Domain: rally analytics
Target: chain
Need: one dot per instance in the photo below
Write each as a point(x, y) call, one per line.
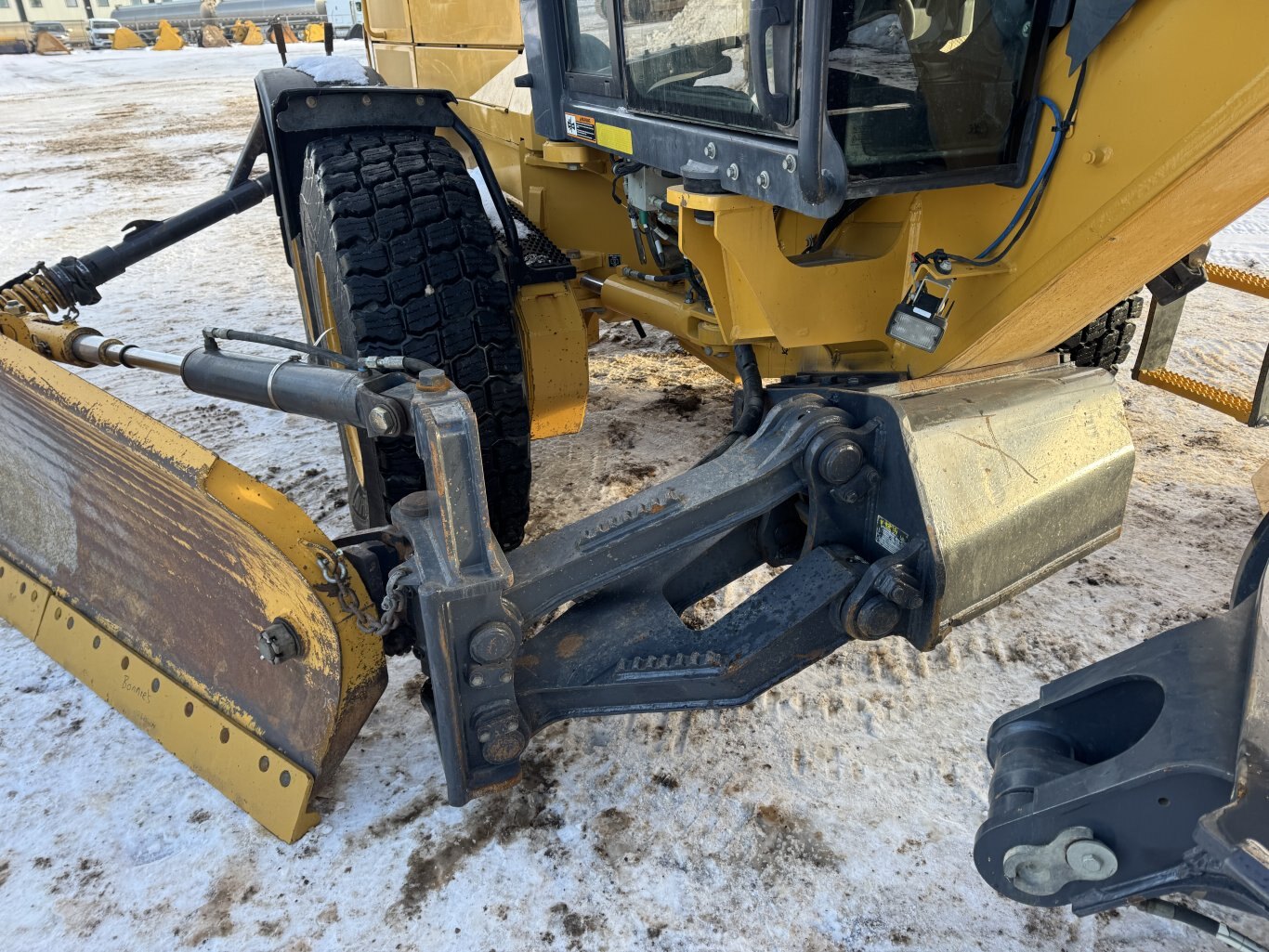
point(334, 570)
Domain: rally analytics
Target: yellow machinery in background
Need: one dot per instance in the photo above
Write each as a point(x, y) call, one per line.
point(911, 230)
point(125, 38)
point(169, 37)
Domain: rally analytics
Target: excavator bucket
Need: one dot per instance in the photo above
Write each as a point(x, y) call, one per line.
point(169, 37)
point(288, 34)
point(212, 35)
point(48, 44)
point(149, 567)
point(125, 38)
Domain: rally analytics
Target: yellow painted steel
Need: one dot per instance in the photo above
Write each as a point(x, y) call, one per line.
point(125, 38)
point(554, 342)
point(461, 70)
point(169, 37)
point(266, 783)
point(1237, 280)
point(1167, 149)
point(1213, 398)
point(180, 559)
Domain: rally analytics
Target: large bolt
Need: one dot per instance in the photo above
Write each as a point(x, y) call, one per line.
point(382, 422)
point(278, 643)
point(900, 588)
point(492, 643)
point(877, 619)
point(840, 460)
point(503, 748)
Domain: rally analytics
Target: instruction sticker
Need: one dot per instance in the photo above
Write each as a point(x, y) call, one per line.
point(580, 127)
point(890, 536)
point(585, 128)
------------------------------------
- _WHAT THE TASK REQUIRES_
Express everything from the start of the data down to the line containing "point(334, 570)" as a two-column CSV headed input and output. Put each text in one quoted field beside its answer, turn line breaks into spaces, and leave the pictures out.

- _EXERCISE RESULT_
input,output
"Domain: rally analytics Target: chain Need: one dot per instance in the photo below Write each as a point(x, y) call, one per line.","point(334, 570)"